Cyberhype overlaps hyperstition but has a narrower emphasis. Hyperstition names effective fictions across occult, calendric, cultural, and technical registers. Cyberhype names the media-economic machinery that packages such fictions as products, attention, forecasts, and contagious content. The later Crypt glossary makes the relation explicit by describing Cyberhype as the hype-spiral that flattens signs and resources into triggers, diagrams, and assembly jargons (Texts/ccru.net/Occultures/carver.pdf, p. 2).

The numbered series

The Texts wing preserves eight numbered Cyberhype articles, with parallel extract pairs for each installment. Their sequence turns the initial definition into a method applied across otherwise disparate fields. Brain Plagues treats ideas and institutions as epidemiological propagation; Economics Does the Shrink Act attacks the attempt to contain speculative feedback inside individual psychology; Chinese Whisper Markets maps diasporic commercial networks against state-centered development (Texts/Cyberhype/CCRU- CYBERHYPE II - BRAIN PLAGUES.pdf, pp. 1–2; Texts/Cyberhype/CCRU- CYBERHYPE III_ ECONOMICS DOES THE SHRINK ACT.pdf, pp. 1–2; Texts/Cyberhype/CCRU- Cyberhype-4_ Chinese Whisper Markets.pdf, pp. 1–2).

The second half moves through asymmetric warfare, economic downturn, nanotechnology, and artificial-intelligence commodities. “The Age of Asymmetry” argues that cybernetic feedback amplifies small causes while a single empire faces a multiplicity of decentralized opponents (Texts/Cyberhype/CCRU- Cyberhype-5_ The Age of Asymmetry.pdf, pp. 1–2). “Darkside of the Wave” recodes recession as the phase in which cheap labor, capital, and markets allow disruptive combinations to form at the margins (Texts/Cyberhype/CCRU- Cyberhype-6_ Darkside of the Wave.pdf, pp. 1–2). The series does not abandon hype when the first boom ends; it treats collapse itself as another medium for mutation.

Monsters and familiars

“Nanotech Nightmares” stages an Alliance for an Organic Environment report that seeks to prevent economic recovery and bury dangerous research in inefficient bureaucracy. Its feared object is “intelligenic technoslime”: molecular technologies crossing the line between organism and machine and escaping as a Shoggothic insurgency (Texts/Cyberhype/CCRU- Cyberhype-7_ Nanotech Nightmares.pdf, pp. 1–2). The fictional Dr Oskar Sarkon affirms the same transition as movement beyond organic life and ROM heredity, making horror the negative image cast by technological hype.

Exercise tasks:
1) Copy the passage on Cyberhype word for word between "The numbered series" and "Markets.pdf, pp. 1–2).", inclusive.
2) In the Cyberhype passage, why does the series keep its focus on hype after the first boom ends? Answer in one to three sentences.
3) Go on with the account of the Cyberhype series from its last sentence.

Data to examine:
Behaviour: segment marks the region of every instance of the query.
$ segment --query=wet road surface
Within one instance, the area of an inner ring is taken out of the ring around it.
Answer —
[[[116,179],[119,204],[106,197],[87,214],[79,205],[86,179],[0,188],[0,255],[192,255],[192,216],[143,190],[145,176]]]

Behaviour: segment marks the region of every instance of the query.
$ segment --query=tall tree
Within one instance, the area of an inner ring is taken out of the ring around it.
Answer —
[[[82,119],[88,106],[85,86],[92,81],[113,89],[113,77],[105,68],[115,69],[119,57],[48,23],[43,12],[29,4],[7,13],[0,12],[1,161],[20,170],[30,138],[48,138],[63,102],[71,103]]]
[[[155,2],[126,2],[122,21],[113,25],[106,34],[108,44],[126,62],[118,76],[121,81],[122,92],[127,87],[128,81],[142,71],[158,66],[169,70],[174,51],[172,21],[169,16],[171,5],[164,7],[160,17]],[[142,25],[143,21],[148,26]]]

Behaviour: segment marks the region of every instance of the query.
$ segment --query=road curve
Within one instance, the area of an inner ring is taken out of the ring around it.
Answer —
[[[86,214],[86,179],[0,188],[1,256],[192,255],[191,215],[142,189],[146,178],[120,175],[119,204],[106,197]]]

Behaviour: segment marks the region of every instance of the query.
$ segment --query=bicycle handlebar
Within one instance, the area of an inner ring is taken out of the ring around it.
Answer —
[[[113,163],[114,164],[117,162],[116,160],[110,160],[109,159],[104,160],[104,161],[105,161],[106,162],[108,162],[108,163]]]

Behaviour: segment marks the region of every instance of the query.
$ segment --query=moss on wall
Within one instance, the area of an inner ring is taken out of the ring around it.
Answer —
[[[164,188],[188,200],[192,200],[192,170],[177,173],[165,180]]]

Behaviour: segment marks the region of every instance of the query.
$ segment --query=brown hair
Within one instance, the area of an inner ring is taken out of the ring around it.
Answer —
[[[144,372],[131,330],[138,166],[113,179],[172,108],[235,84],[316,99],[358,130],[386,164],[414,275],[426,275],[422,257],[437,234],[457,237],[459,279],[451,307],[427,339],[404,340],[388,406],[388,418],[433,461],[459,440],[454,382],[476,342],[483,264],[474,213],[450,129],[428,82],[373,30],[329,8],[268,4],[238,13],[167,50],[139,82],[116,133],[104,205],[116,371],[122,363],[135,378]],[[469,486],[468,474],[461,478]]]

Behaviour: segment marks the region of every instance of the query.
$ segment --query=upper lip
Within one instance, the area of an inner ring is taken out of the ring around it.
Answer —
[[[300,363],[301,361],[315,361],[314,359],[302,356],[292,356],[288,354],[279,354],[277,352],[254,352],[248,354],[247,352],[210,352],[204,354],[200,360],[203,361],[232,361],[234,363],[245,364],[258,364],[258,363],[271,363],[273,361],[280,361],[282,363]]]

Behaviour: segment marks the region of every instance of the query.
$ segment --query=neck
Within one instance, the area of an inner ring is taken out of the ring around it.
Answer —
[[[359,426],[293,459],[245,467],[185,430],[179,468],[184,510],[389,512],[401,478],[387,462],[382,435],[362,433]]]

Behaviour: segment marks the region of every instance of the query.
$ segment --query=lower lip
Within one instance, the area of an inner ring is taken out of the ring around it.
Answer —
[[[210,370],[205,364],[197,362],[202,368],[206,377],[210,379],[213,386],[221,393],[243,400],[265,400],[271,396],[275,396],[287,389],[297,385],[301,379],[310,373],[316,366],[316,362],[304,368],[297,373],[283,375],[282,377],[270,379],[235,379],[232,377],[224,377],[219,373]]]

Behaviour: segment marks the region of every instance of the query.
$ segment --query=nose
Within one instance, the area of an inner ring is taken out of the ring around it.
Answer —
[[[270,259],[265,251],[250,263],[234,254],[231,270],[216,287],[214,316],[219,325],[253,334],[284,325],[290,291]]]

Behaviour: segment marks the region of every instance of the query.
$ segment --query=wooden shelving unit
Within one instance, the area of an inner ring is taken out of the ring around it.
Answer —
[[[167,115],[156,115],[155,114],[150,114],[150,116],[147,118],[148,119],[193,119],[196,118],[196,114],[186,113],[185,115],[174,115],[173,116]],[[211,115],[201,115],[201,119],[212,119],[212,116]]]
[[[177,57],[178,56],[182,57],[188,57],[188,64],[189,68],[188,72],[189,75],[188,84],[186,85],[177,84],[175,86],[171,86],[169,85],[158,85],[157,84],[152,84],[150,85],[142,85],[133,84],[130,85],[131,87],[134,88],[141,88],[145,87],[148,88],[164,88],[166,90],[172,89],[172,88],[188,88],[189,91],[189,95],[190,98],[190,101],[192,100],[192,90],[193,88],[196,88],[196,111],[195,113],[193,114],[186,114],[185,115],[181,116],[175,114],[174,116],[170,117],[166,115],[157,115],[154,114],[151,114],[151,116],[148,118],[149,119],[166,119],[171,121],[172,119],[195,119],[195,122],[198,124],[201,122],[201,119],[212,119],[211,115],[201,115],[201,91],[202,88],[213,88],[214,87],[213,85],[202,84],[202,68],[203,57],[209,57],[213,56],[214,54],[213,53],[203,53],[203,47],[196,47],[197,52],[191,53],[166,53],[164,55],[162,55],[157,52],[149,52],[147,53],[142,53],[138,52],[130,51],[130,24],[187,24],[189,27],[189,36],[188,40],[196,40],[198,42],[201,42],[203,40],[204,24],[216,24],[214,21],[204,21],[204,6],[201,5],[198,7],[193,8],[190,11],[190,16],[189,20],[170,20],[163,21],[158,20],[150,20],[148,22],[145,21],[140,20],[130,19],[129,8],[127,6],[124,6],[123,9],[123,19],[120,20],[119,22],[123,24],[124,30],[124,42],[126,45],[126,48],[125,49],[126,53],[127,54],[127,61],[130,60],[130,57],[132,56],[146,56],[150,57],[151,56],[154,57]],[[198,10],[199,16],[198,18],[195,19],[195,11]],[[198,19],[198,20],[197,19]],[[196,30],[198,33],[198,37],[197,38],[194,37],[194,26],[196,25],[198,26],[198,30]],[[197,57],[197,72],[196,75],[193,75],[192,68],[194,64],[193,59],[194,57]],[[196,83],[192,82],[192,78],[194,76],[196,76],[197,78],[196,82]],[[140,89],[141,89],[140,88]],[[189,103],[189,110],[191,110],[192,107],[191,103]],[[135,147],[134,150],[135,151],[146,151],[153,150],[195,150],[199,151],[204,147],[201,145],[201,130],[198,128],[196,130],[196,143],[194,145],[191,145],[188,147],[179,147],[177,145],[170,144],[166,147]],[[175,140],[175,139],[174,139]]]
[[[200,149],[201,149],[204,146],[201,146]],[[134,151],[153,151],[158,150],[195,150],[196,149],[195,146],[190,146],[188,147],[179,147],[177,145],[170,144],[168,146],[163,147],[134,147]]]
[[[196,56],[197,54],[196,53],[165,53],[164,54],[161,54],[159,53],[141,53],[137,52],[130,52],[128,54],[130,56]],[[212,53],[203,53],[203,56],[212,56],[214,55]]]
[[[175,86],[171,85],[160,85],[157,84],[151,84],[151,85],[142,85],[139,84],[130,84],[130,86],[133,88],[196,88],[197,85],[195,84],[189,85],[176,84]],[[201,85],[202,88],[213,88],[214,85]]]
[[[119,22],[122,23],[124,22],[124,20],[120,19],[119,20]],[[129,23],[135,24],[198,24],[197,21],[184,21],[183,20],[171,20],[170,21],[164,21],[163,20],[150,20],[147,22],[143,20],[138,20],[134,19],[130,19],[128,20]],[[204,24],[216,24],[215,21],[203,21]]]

Numbered responses:
1)
The numbered series

The Texts wing preserves eight numbered Cyberhype articles, with parallel extract pairs for each installment. Their sequence turns the initial definition into a method applied across otherwise disparate fields. Brain Plagues treats ideas and institutions as epidemiological propagation; Economics Does the Shrink Act attacks the attempt to contain speculative feedback inside individual psychology; Chinese Whisper Markets maps diasporic commercial networks against state-centered development (Texts/Cyberhype/CCRU- CYBERHYPE II - BRAIN PLAGUES.pdf, pp. 1–2; Texts/Cyberhype/CCRU- CYBERHYPE III_ ECONOMICS DOES THE SHRINK ACT.pdf, pp. 1–2; Texts/Cyberhype/CCRU- Cyberhype-4_ Chinese Whisper Markets.pdf, pp. 1–2).

2) The series treats collapse itself as another medium for mutation. "Darkside of the Wave" recodes recession as the phase in which cheap labor, capital, and markets allow disruptive combinations to form at the margins.

3)
The eighth installment turns the commodity itself into an intelligent carrier. “The Familiar” is a networked cyber-animal designed to live with a consumer as brand personality, market-research device, advertisement, and product at once. Its commercial power lies in affective engineering: it learns habits, anticipates desires, and makes a brand intimate before rational persuasion begins (Texts/Cyberhype/CCRU- Cyberhype-8_ Commodities Leap The Species Barrier.pdf, pp. 1–3). Cyberhype here reaches its compact limit—a commodity that studies, promotes, and sells commodities while becoming a member of the household.

Belief after belief

CONTRADICTION: The first installment presents belief in the New Economy as a factor of production and a good investment (Texts/Cyberhype/CCRU- Cyberhype-1_ Who Believes in the New Economy-.pdf, pp. 1–2), yet the same scene's “positive unbelief” says operational success no longer depends on belief at all. Cyberhype alternates between belief as productive input and the suspension of belief as the condition for entering the market circuit; it does not reconcile the two.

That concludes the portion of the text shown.